> **STATED TASK**: Locate each line of the material below that contains the word "glass" and copy those lines.
******************************
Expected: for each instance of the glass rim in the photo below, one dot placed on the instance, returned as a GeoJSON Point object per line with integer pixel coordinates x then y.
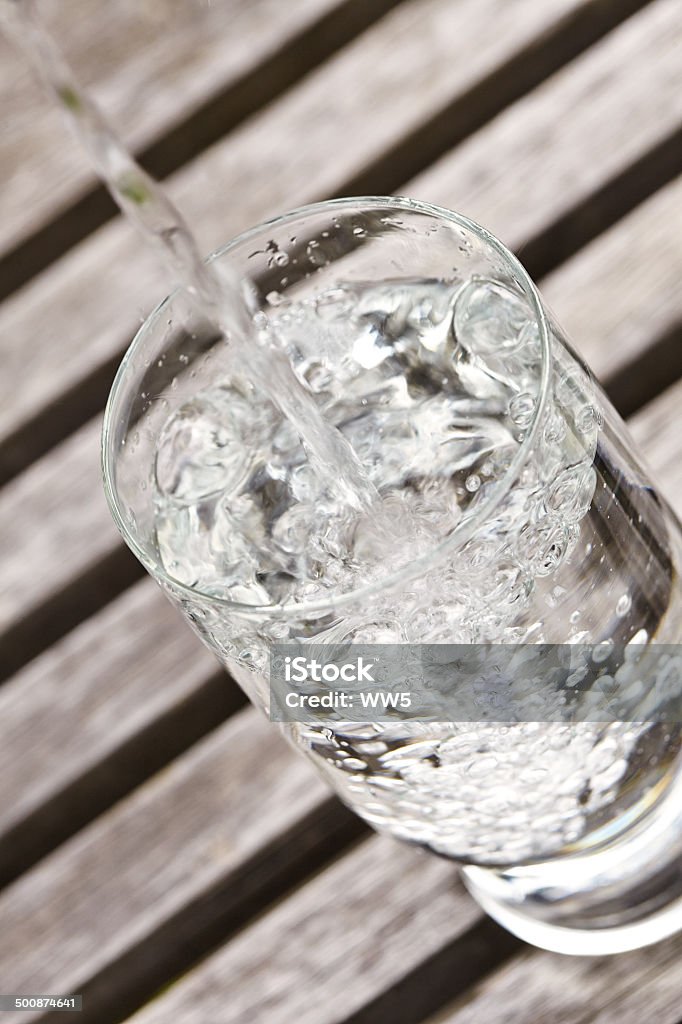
{"type": "Point", "coordinates": [467, 526]}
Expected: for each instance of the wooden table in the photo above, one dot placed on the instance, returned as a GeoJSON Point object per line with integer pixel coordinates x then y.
{"type": "Point", "coordinates": [153, 858]}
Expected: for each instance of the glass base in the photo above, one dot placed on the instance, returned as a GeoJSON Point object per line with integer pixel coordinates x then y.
{"type": "Point", "coordinates": [623, 895]}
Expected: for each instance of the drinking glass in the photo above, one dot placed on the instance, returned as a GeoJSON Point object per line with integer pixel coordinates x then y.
{"type": "Point", "coordinates": [567, 829]}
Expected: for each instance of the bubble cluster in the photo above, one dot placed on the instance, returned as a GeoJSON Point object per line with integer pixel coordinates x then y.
{"type": "Point", "coordinates": [435, 384]}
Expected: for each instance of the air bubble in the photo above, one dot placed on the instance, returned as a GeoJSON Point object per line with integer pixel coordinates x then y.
{"type": "Point", "coordinates": [521, 409]}
{"type": "Point", "coordinates": [602, 651]}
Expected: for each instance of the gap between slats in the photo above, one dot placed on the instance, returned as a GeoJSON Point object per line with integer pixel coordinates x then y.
{"type": "Point", "coordinates": [216, 117]}
{"type": "Point", "coordinates": [519, 75]}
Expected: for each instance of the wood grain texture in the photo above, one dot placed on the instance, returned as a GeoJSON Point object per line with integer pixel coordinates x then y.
{"type": "Point", "coordinates": [548, 153]}
{"type": "Point", "coordinates": [102, 708]}
{"type": "Point", "coordinates": [61, 492]}
{"type": "Point", "coordinates": [202, 820]}
{"type": "Point", "coordinates": [305, 145]}
{"type": "Point", "coordinates": [621, 293]}
{"type": "Point", "coordinates": [150, 65]}
{"type": "Point", "coordinates": [345, 936]}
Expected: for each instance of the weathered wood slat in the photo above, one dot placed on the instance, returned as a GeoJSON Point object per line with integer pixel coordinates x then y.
{"type": "Point", "coordinates": [339, 121]}
{"type": "Point", "coordinates": [548, 987]}
{"type": "Point", "coordinates": [119, 695]}
{"type": "Point", "coordinates": [624, 290]}
{"type": "Point", "coordinates": [548, 154]}
{"type": "Point", "coordinates": [152, 67]}
{"type": "Point", "coordinates": [190, 844]}
{"type": "Point", "coordinates": [614, 301]}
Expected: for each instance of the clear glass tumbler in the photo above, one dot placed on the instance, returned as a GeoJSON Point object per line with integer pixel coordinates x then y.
{"type": "Point", "coordinates": [513, 509]}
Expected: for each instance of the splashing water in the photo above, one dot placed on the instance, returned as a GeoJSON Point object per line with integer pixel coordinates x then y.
{"type": "Point", "coordinates": [226, 301]}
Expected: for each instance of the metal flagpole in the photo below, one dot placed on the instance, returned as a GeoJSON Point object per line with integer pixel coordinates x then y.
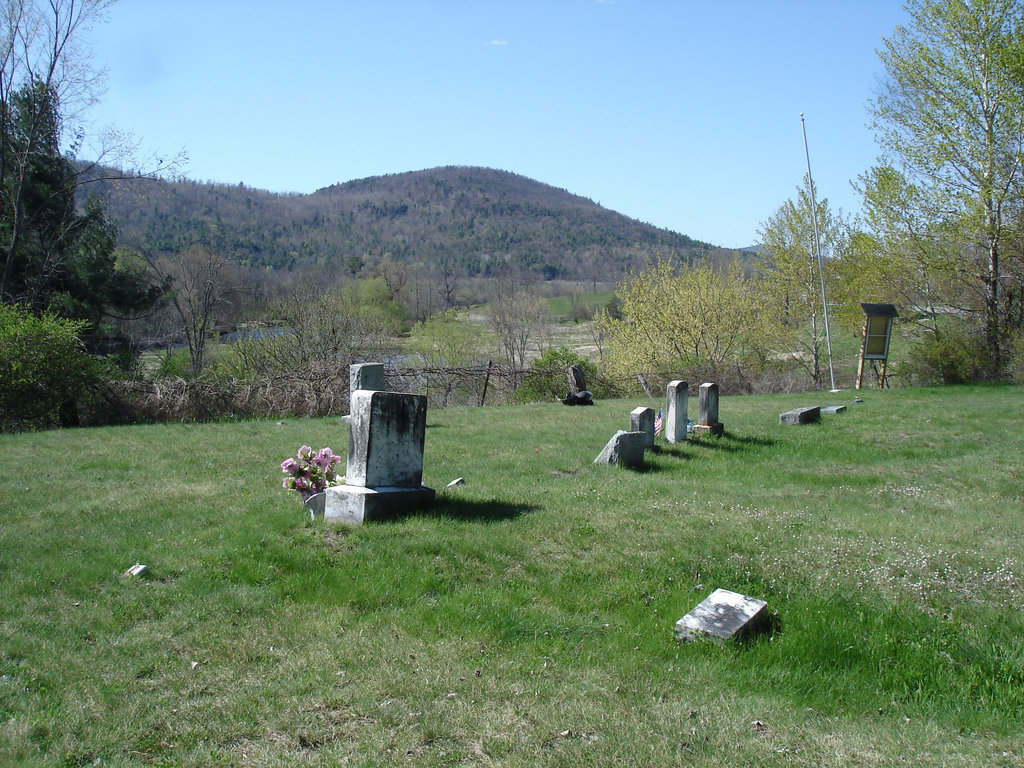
{"type": "Point", "coordinates": [817, 253]}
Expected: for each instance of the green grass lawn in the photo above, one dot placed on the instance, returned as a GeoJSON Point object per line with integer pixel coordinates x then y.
{"type": "Point", "coordinates": [526, 619]}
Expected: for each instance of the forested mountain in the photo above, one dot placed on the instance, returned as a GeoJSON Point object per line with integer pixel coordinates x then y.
{"type": "Point", "coordinates": [469, 220]}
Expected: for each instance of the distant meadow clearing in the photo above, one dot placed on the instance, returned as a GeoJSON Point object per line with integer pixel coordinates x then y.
{"type": "Point", "coordinates": [526, 617]}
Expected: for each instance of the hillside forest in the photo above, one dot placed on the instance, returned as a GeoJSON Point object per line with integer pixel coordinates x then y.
{"type": "Point", "coordinates": [133, 295]}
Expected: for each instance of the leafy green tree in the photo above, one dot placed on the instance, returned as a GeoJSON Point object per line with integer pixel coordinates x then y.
{"type": "Point", "coordinates": [44, 368]}
{"type": "Point", "coordinates": [677, 317]}
{"type": "Point", "coordinates": [950, 119]}
{"type": "Point", "coordinates": [444, 345]}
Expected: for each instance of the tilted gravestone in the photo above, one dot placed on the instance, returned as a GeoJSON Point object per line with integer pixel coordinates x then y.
{"type": "Point", "coordinates": [708, 410]}
{"type": "Point", "coordinates": [723, 615]}
{"type": "Point", "coordinates": [677, 402]}
{"type": "Point", "coordinates": [625, 449]}
{"type": "Point", "coordinates": [642, 420]}
{"type": "Point", "coordinates": [578, 382]}
{"type": "Point", "coordinates": [801, 415]}
{"type": "Point", "coordinates": [385, 458]}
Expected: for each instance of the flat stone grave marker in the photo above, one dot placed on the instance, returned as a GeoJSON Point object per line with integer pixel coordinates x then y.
{"type": "Point", "coordinates": [642, 420]}
{"type": "Point", "coordinates": [801, 415]}
{"type": "Point", "coordinates": [625, 449]}
{"type": "Point", "coordinates": [677, 401]}
{"type": "Point", "coordinates": [723, 615]}
{"type": "Point", "coordinates": [385, 458]}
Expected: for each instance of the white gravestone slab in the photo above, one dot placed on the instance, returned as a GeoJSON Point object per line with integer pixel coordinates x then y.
{"type": "Point", "coordinates": [387, 434]}
{"type": "Point", "coordinates": [708, 410]}
{"type": "Point", "coordinates": [642, 420]}
{"type": "Point", "coordinates": [625, 449]}
{"type": "Point", "coordinates": [677, 401]}
{"type": "Point", "coordinates": [723, 615]}
{"type": "Point", "coordinates": [801, 415]}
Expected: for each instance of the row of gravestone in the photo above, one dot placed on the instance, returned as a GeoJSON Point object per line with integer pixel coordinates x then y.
{"type": "Point", "coordinates": [385, 470]}
{"type": "Point", "coordinates": [627, 448]}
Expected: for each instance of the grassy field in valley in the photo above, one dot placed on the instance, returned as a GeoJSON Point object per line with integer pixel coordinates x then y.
{"type": "Point", "coordinates": [526, 619]}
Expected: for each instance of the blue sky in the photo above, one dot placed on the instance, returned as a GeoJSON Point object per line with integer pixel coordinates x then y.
{"type": "Point", "coordinates": [682, 114]}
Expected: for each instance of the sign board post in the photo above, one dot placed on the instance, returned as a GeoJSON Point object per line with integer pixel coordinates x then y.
{"type": "Point", "coordinates": [875, 344]}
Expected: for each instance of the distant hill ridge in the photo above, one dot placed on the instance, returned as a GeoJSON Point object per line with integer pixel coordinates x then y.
{"type": "Point", "coordinates": [470, 220]}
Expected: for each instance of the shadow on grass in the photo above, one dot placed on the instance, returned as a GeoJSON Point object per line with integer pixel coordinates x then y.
{"type": "Point", "coordinates": [730, 442]}
{"type": "Point", "coordinates": [459, 509]}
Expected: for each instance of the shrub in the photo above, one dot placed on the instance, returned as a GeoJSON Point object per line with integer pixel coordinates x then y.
{"type": "Point", "coordinates": [45, 370]}
{"type": "Point", "coordinates": [548, 379]}
{"type": "Point", "coordinates": [956, 355]}
{"type": "Point", "coordinates": [1015, 360]}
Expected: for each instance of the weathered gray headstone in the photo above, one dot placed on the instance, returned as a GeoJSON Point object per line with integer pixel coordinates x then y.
{"type": "Point", "coordinates": [708, 410]}
{"type": "Point", "coordinates": [677, 402]}
{"type": "Point", "coordinates": [642, 420]}
{"type": "Point", "coordinates": [723, 615]}
{"type": "Point", "coordinates": [625, 449]}
{"type": "Point", "coordinates": [578, 381]}
{"type": "Point", "coordinates": [385, 458]}
{"type": "Point", "coordinates": [388, 430]}
{"type": "Point", "coordinates": [801, 415]}
{"type": "Point", "coordinates": [365, 376]}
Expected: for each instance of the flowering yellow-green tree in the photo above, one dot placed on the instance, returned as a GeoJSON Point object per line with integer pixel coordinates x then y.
{"type": "Point", "coordinates": [678, 317]}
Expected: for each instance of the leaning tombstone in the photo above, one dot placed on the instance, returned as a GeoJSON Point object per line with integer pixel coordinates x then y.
{"type": "Point", "coordinates": [642, 420]}
{"type": "Point", "coordinates": [708, 411]}
{"type": "Point", "coordinates": [801, 415]}
{"type": "Point", "coordinates": [723, 615]}
{"type": "Point", "coordinates": [624, 449]}
{"type": "Point", "coordinates": [677, 402]}
{"type": "Point", "coordinates": [578, 382]}
{"type": "Point", "coordinates": [385, 459]}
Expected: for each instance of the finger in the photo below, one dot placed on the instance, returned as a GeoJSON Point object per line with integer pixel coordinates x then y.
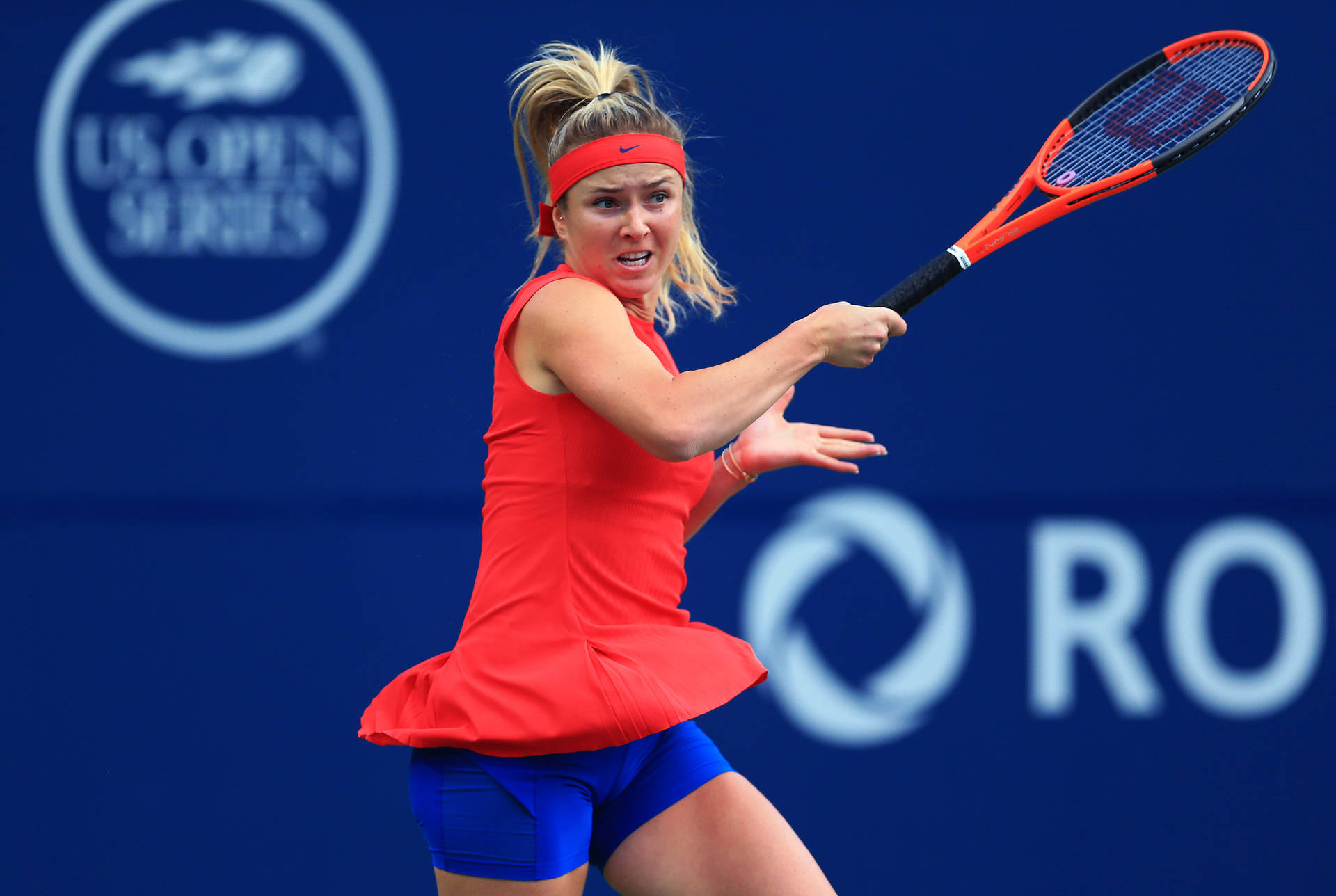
******************************
> **ANSWER TO THE EXERCISE**:
Expected: for each instance of the glass rim in the photo below, one dot placed on the instance, returned as a GeoJSON Point object per line with integer pixel coordinates x then y.
Expected: for each instance of the glass base in the photo above, one dot placed on the instance, returned as a GeoJSON Point object per line with integer pixel coordinates x then y.
Expected: for each instance of the drinking glass in the photo above, one dot placed on the instance, returned as a GeoJSON Point object per line with integer pixel coordinates x then y.
Expected: for each instance of the clear glass tumbler in the photo above, one dot placed on the instance, returned as a GeoJSON Point object per line with integer pixel coordinates x then y.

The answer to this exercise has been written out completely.